[Records from a collection]
++++++++
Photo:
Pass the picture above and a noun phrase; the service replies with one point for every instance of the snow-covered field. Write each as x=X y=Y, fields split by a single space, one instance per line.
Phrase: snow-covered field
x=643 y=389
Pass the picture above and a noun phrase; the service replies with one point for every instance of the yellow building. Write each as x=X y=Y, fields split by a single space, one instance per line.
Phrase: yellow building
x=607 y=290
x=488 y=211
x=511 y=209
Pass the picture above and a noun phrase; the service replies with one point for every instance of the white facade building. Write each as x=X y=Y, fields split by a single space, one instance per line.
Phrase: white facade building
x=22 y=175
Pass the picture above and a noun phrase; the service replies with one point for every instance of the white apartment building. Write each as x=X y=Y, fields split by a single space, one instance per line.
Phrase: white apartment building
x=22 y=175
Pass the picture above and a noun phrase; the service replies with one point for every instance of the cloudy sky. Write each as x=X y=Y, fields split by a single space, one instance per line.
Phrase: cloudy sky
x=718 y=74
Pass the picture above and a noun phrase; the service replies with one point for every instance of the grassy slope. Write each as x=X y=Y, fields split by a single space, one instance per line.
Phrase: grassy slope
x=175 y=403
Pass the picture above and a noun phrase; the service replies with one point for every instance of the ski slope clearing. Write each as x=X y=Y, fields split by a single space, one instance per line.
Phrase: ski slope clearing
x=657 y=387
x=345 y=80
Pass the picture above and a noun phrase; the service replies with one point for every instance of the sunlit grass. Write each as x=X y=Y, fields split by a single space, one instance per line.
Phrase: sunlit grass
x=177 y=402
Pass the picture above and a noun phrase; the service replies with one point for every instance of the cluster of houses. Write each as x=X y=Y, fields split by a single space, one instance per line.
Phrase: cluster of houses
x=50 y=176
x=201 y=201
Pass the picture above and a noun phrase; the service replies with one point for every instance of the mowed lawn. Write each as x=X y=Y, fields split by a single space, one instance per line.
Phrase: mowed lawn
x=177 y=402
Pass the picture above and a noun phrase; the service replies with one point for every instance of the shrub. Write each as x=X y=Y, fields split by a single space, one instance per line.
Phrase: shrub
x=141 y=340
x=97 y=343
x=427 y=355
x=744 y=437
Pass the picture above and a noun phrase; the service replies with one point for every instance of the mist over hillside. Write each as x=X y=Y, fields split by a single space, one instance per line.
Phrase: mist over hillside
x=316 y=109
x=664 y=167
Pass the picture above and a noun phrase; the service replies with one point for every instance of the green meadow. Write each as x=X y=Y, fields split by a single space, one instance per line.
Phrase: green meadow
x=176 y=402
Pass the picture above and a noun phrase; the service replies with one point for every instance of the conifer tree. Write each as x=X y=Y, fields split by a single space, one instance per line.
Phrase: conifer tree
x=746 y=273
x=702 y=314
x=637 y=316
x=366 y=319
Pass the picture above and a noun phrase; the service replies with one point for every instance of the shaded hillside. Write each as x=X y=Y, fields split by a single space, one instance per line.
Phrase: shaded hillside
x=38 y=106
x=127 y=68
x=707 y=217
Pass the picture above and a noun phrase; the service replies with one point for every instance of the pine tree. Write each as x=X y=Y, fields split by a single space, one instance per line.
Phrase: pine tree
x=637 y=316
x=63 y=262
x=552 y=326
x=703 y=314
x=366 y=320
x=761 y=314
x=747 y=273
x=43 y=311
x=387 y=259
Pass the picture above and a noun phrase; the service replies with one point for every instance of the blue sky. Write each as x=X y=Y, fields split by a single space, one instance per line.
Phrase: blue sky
++++++++
Return every line above word for word, with nothing changed.

- [RESULT OF THIS TASK]
Photo:
Pass the picture above and a noun phrase; the service replies with one point for every instance of the snow-covered field. Write each as x=X y=Y, fields split by a single space, one instance per line.
Phrase: snow-covered field
x=643 y=389
Pass the picture above and a noun phrase; the service replies with one point for every instance of the yellow building. Write each as x=X y=Y, fields split by a single space, one instance per line.
Phrase: yellow building
x=607 y=290
x=488 y=211
x=511 y=209
Pass the picture above and a noun phrase; the service replies with one point for every instance of the white facade building. Write each as x=X y=Y, fields split by a single space, one instance per line.
Phrase: white facade building
x=22 y=175
Pass the picture above and a noun phrase; the service replies with one point for every instance of the white apartment building. Write each as x=X y=Y, fields split by a single space, one instance per line.
Phrase: white apartment building
x=22 y=175
Pass the picture above and a noun phrase; the service replies with one point for every instance of the cloudy sky. Write each as x=X y=Y, fields split by a single space, one instance per line.
Phrase: cloudy sky
x=718 y=74
Pass the picture above and a noun phrase; the service replies with one point for every instance of the grassy slope. Write each as x=X y=Y, fields split by a single space, one instance per line.
Phrase: grassy slope
x=175 y=403
Pass the picture above and a noun phrase; the service replies with one point for every instance of the ski slope clearing. Write each as x=X y=Y, fields split by a single space, one instance per line.
Phrase: ski slope clearing
x=657 y=387
x=345 y=80
Pass the picture above and a noun phrase; the service replies with one point for every instance of the sunlit grass. Write each as x=X y=Y, fields split by a single space, one instance per line.
Phrase: sunlit grass
x=177 y=402
Pass the picture above and a noun phrase; the service replies with one point for every instance of the cluster of houses. Write each as x=X y=Y, fields split by a single space, one instance per line.
Phrase: cluster of houses
x=50 y=176
x=201 y=201
Pass the picture above and a noun phrase; the service replies with one point for every instance of the mowed lawn. Write each as x=X y=Y, fields split by a single space, one instance per line.
Phrase: mowed lawn
x=177 y=402
Pass the picture above and a noun phrase; the service replies with one point for every instance of the shrub. Write each as x=X y=Y, fields split by a single space, one instance per line.
Phrase: shrub
x=141 y=340
x=97 y=343
x=427 y=355
x=744 y=437
Pass the picture above and a noun phrase; the service replies with one point for every instance of the mist over hillside. Write each as x=X y=Y, fields split by a single space, one instance per line.
Phrase: mist over hillside
x=316 y=109
x=664 y=167
Pass the picture above and a noun phrase; the service replies with one point for every instance of the green meadow. Write each as x=X y=Y, fields split by a single space, one instance per line.
Phrase: green meadow
x=176 y=402
Pass the picture above and a noun phrase; the service replies with one point for every instance of the conifer tree. Write each as x=X y=Y, fields split by a single space, one instance per line.
Phrase: conifer tree
x=746 y=273
x=702 y=314
x=637 y=316
x=366 y=319
Pass the picture above and a noun phrase; the service replies with one point for every instance of the shaded hillside. Write each as x=X y=Y, fields split by a single space, one instance per line.
Phrase: shaded hillside
x=38 y=106
x=127 y=68
x=707 y=217
Pass the picture above and a noun phrase; the service replies with one point for every instance of the pine tree. Write each as x=X y=Y, fields split by a single space, one instance per line.
Phrase: pine tree
x=637 y=316
x=63 y=262
x=552 y=326
x=703 y=314
x=366 y=320
x=761 y=314
x=747 y=273
x=43 y=311
x=387 y=259
Pass the picture above and a noun phrase; the service replies with one point for every instance of the blue sky. Write each as x=X y=Y, fields split by a single space, one instance per line.
Phrase: blue sky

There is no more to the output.